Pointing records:
_ _ _ _ _
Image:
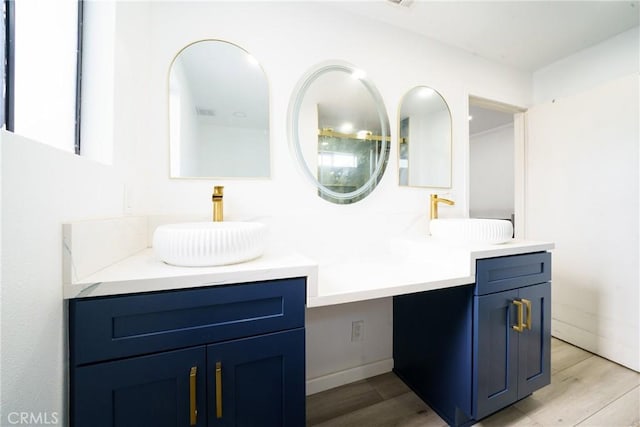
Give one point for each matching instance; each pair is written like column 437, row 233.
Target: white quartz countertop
column 400, row 267
column 144, row 272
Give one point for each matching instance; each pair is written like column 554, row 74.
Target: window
column 42, row 50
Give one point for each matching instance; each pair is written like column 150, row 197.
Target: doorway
column 496, row 161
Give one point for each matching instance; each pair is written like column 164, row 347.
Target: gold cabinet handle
column 528, row 304
column 218, row 390
column 520, row 326
column 193, row 419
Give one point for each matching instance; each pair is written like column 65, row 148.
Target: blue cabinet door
column 534, row 345
column 509, row 364
column 257, row 381
column 159, row 390
column 496, row 347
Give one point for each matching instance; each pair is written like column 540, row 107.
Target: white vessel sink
column 472, row 230
column 205, row 244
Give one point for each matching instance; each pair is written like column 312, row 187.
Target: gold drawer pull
column 520, row 326
column 218, row 390
column 193, row 419
column 528, row 304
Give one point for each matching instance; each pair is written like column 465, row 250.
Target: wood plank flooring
column 585, row 390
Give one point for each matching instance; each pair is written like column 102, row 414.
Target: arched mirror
column 425, row 139
column 339, row 132
column 218, row 113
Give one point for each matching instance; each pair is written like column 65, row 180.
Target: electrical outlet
column 357, row 331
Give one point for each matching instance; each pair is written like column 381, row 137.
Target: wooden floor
column 585, row 390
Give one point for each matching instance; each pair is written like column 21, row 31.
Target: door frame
column 519, row 154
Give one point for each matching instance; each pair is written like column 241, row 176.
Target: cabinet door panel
column 262, row 381
column 141, row 391
column 496, row 344
column 534, row 353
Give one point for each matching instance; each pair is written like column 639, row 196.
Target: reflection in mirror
column 218, row 113
column 339, row 132
column 425, row 139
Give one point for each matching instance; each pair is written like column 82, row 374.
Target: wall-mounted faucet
column 434, row 204
column 216, row 198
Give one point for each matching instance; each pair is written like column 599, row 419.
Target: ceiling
column 527, row 35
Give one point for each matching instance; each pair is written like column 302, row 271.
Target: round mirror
column 424, row 158
column 339, row 132
column 218, row 113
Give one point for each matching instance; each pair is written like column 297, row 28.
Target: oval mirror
column 218, row 113
column 339, row 132
column 424, row 158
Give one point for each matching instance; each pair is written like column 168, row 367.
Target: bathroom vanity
column 473, row 350
column 212, row 356
column 153, row 344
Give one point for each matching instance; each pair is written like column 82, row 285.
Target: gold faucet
column 434, row 205
column 216, row 198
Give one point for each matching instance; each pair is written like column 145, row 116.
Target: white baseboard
column 336, row 379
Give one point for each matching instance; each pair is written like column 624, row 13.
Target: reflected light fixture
column 346, row 127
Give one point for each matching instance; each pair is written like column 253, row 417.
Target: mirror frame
column 450, row 175
column 268, row 118
column 295, row 103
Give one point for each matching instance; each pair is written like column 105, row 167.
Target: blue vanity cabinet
column 479, row 347
column 510, row 364
column 217, row 356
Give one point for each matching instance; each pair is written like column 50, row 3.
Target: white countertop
column 403, row 266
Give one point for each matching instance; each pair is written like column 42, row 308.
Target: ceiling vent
column 405, row 3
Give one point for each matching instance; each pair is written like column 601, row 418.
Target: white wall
column 491, row 173
column 582, row 193
column 282, row 37
column 42, row 187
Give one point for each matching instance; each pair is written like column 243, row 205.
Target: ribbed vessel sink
column 206, row 244
column 472, row 230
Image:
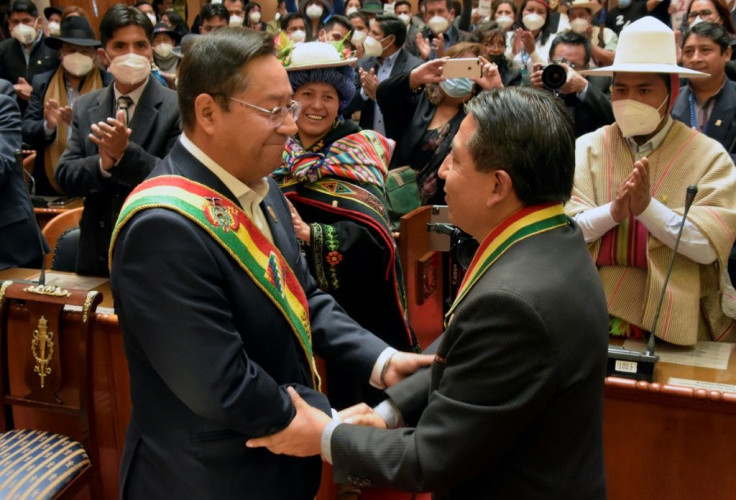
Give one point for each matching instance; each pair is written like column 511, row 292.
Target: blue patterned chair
column 45, row 379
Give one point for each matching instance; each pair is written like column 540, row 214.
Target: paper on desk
column 701, row 384
column 65, row 280
column 705, row 354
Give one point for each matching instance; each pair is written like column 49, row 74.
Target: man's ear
column 207, row 112
column 501, row 187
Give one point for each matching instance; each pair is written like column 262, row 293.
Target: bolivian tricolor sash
column 526, row 222
column 235, row 232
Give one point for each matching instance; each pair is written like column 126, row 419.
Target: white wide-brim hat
column 311, row 55
column 646, row 46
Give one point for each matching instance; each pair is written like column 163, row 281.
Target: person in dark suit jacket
column 103, row 161
column 389, row 33
column 590, row 108
column 27, row 35
column 436, row 38
column 212, row 351
column 515, row 401
column 709, row 103
column 48, row 116
column 706, row 47
column 19, row 244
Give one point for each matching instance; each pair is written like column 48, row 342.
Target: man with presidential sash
column 218, row 310
column 515, row 400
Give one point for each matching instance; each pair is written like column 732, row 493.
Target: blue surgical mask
column 457, row 87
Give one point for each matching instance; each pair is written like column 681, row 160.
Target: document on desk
column 704, row 354
column 68, row 280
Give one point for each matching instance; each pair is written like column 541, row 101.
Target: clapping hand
column 112, row 139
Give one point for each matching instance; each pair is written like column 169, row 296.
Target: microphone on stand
column 633, row 364
column 19, row 161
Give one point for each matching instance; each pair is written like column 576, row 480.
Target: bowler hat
column 76, row 31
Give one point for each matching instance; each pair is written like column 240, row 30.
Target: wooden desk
column 110, row 378
column 43, row 215
column 661, row 441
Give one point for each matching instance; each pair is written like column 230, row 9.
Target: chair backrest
column 58, row 227
column 423, row 276
column 64, row 254
column 45, row 361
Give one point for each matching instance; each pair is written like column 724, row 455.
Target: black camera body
column 554, row 76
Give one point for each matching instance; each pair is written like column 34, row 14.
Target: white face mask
column 298, row 36
column 438, row 24
column 372, row 47
column 504, row 21
column 24, row 34
column 533, row 22
column 579, row 25
column 314, row 11
column 77, row 64
column 130, row 69
column 54, row 28
column 358, row 37
column 635, row 118
column 163, row 49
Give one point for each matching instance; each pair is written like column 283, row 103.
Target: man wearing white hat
column 630, row 187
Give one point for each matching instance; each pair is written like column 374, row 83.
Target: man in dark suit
column 515, row 401
column 19, row 245
column 708, row 104
column 107, row 157
column 215, row 298
column 390, row 33
column 25, row 55
column 590, row 108
column 48, row 117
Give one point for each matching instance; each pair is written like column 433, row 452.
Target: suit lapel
column 146, row 112
column 681, row 109
column 721, row 120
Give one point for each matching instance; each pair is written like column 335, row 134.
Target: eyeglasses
column 562, row 60
column 276, row 115
column 703, row 14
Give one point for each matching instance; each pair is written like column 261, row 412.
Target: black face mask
column 500, row 61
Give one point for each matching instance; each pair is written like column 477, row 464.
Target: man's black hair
column 121, row 15
column 538, row 155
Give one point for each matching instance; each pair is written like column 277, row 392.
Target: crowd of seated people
column 99, row 112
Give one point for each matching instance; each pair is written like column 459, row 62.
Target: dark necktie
column 124, row 103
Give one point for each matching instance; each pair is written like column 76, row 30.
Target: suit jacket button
column 360, row 482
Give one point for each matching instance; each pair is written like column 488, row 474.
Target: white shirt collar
column 135, row 95
column 652, row 144
column 235, row 185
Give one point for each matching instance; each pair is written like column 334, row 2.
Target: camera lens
column 554, row 76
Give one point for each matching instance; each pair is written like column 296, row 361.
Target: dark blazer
column 13, row 62
column 592, row 113
column 515, row 402
column 19, row 233
column 210, row 357
column 155, row 127
column 405, row 62
column 722, row 121
column 33, row 132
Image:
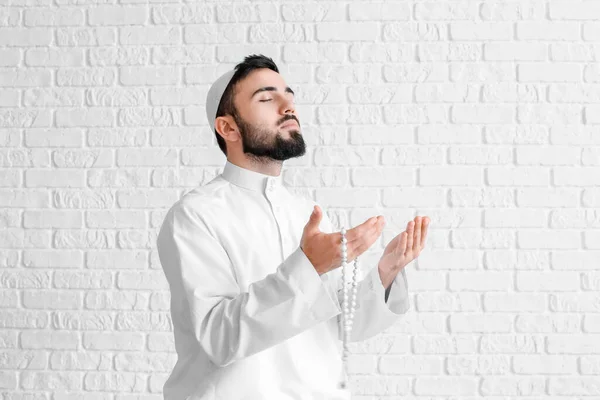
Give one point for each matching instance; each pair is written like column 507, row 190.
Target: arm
column 229, row 324
column 375, row 312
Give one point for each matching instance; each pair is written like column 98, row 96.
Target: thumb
column 315, row 219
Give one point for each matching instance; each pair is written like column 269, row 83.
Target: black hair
column 226, row 105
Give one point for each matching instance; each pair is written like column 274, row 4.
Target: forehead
column 257, row 79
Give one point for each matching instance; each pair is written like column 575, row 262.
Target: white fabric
column 213, row 97
column 252, row 318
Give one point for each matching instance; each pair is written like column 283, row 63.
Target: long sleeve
column 229, row 324
column 374, row 313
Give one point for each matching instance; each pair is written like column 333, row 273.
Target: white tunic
column 252, row 318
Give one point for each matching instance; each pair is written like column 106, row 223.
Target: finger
column 425, row 229
column 417, row 240
column 402, row 243
column 360, row 246
column 410, row 232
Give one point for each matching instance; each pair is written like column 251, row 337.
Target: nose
column 288, row 106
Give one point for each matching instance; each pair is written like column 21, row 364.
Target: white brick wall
column 483, row 115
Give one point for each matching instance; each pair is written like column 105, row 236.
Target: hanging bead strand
column 348, row 308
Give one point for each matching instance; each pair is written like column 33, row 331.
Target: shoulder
column 198, row 203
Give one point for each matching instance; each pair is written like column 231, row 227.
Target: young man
column 253, row 269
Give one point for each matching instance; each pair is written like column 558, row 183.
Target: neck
column 269, row 167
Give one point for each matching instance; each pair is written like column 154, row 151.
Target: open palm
column 406, row 246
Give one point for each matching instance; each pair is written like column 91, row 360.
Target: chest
column 259, row 236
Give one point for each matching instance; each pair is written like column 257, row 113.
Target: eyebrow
column 271, row 89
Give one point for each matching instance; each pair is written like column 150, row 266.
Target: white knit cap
column 214, row 97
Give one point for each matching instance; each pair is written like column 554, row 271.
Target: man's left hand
column 406, row 246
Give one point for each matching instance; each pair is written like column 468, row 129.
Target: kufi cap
column 214, row 97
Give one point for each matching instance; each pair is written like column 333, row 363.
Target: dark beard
column 262, row 147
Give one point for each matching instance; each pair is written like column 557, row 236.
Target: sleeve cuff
column 302, row 275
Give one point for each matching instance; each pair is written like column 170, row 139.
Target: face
column 264, row 106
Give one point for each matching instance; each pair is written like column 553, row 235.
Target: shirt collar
column 249, row 179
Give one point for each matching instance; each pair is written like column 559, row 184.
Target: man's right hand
column 324, row 250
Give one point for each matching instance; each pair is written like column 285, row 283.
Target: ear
column 227, row 128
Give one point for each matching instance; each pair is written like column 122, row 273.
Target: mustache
column 290, row 117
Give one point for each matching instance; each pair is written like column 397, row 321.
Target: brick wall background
column 483, row 115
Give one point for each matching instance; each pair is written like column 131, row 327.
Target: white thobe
column 252, row 318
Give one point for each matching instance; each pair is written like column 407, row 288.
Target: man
column 253, row 270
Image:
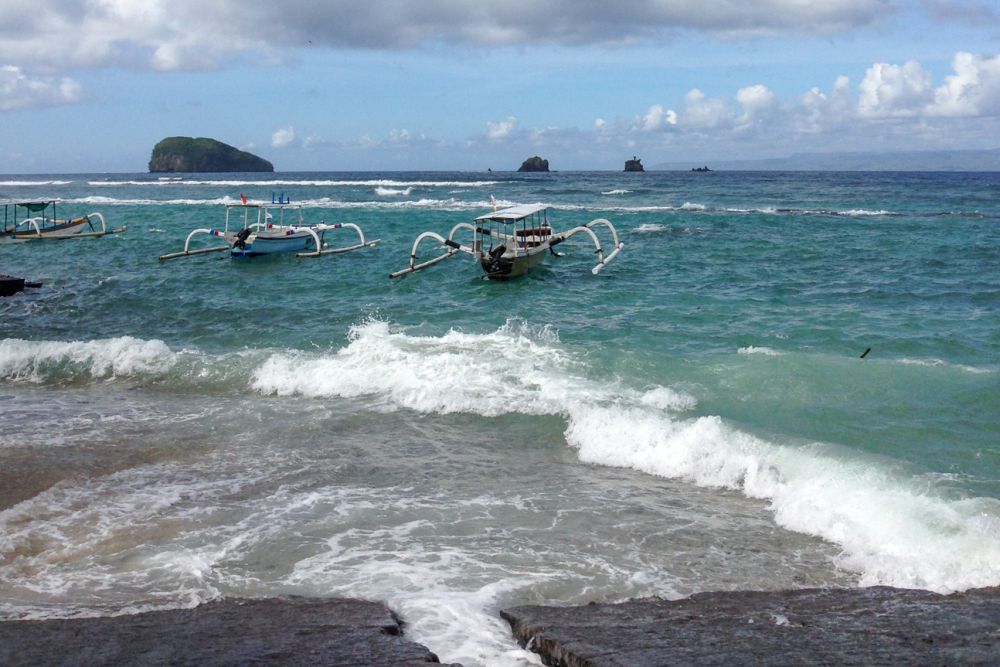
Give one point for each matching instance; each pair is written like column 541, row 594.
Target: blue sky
column 91, row 86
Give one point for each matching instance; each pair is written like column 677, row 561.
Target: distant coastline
column 971, row 160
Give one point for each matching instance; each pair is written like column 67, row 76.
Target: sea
column 784, row 380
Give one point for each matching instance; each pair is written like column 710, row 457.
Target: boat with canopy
column 34, row 220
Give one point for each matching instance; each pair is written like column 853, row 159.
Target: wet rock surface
column 275, row 631
column 861, row 626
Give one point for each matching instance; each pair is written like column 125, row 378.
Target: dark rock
column 10, row 285
column 189, row 154
column 862, row 626
column 276, row 631
column 534, row 164
column 635, row 164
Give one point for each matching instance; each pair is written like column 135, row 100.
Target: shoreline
column 806, row 626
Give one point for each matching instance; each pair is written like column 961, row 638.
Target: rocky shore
column 856, row 626
column 275, row 631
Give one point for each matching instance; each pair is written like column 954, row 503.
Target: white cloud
column 755, row 100
column 701, row 112
column 186, row 34
column 503, row 129
column 657, row 118
column 20, row 91
column 974, row 89
column 895, row 90
column 818, row 111
column 283, row 137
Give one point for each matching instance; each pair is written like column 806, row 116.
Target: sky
column 90, row 86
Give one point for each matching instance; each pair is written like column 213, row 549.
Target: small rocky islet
column 203, row 155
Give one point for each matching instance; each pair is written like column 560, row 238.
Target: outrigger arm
column 453, row 247
column 602, row 261
column 331, row 251
column 201, row 251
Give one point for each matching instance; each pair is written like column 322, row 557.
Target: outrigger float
column 510, row 242
column 40, row 221
column 264, row 230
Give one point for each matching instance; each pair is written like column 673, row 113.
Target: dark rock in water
column 635, row 164
column 534, row 164
column 276, row 631
column 188, row 154
column 861, row 626
column 10, row 285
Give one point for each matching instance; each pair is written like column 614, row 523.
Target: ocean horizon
column 786, row 379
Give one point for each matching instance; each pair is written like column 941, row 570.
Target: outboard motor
column 494, row 265
column 241, row 238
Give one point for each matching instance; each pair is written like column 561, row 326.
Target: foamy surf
column 893, row 528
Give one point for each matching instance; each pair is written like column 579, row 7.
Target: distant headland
column 190, row 154
column 534, row 164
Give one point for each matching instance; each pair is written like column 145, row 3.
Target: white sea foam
column 940, row 363
column 17, row 184
column 381, row 182
column 650, row 227
column 393, row 192
column 35, row 361
column 765, row 351
column 450, row 204
column 892, row 529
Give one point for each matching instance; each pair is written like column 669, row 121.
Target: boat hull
column 273, row 244
column 505, row 267
column 58, row 229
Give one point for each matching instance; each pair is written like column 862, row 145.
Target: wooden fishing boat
column 34, row 220
column 261, row 229
column 510, row 242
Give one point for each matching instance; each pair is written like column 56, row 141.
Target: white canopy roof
column 514, row 213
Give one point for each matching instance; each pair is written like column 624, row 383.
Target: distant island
column 190, row 154
column 987, row 159
column 534, row 164
column 635, row 164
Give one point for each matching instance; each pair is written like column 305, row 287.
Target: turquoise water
column 696, row 417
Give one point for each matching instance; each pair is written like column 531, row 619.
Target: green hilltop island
column 635, row 164
column 190, row 154
column 534, row 164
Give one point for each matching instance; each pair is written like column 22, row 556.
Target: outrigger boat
column 510, row 242
column 263, row 232
column 40, row 221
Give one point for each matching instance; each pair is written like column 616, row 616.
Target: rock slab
column 274, row 631
column 861, row 626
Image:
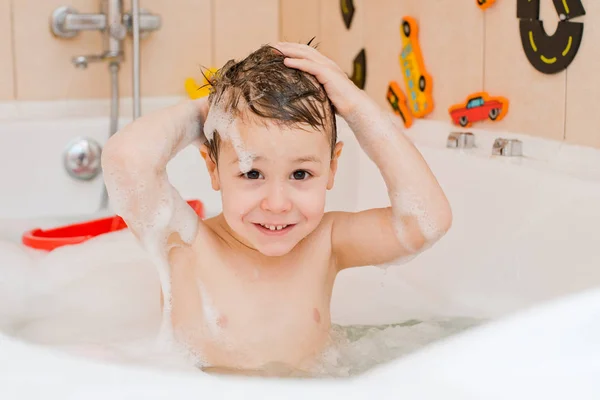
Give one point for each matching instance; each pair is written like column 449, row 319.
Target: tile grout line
column 13, row 48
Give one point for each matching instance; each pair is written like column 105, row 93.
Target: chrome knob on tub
column 507, row 147
column 82, row 159
column 461, row 140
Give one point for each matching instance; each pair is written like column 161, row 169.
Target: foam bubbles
column 412, row 189
column 226, row 125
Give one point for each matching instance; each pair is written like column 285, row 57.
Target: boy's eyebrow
column 296, row 160
column 307, row 159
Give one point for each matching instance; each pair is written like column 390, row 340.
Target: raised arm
column 419, row 213
column 134, row 164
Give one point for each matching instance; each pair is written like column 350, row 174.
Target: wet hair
column 261, row 85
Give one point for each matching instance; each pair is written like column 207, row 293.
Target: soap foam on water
column 100, row 300
column 381, row 129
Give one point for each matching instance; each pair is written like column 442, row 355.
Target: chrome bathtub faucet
column 111, row 21
column 507, row 147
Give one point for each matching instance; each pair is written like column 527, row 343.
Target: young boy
column 251, row 287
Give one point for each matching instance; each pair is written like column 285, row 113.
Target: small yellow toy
column 196, row 91
column 397, row 101
column 419, row 83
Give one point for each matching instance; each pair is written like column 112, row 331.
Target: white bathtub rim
column 450, row 367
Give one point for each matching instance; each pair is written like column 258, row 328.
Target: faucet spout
column 66, row 22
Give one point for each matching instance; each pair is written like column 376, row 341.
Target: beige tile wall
column 537, row 101
column 242, row 26
column 6, row 57
column 583, row 84
column 453, row 57
column 177, row 51
column 465, row 50
column 299, row 20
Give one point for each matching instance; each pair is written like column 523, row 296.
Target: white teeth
column 274, row 227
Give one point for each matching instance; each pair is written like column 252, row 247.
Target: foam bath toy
column 419, row 83
column 550, row 54
column 347, row 7
column 397, row 101
column 78, row 233
column 359, row 69
column 479, row 107
column 196, row 91
column 485, row 4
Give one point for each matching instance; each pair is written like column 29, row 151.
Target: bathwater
_ _ _ _ _
* AIM
Rewrite the lines of the material as a numbered list, starting at the line that contains "252, row 247." and ending at the last line of the material. Leave out any blank lines.

* FULL OUTPUT
1. Give one point for each matching instance; each pair is written like column 252, row 247.
2. Target: foam bath toy
3. column 419, row 83
4. column 550, row 54
5. column 347, row 7
6. column 397, row 101
7. column 78, row 233
8. column 359, row 69
9. column 479, row 107
10. column 196, row 91
11. column 485, row 4
12. Give one point for each matching instance; each pair is written like column 29, row 151.
13. Target: bathwater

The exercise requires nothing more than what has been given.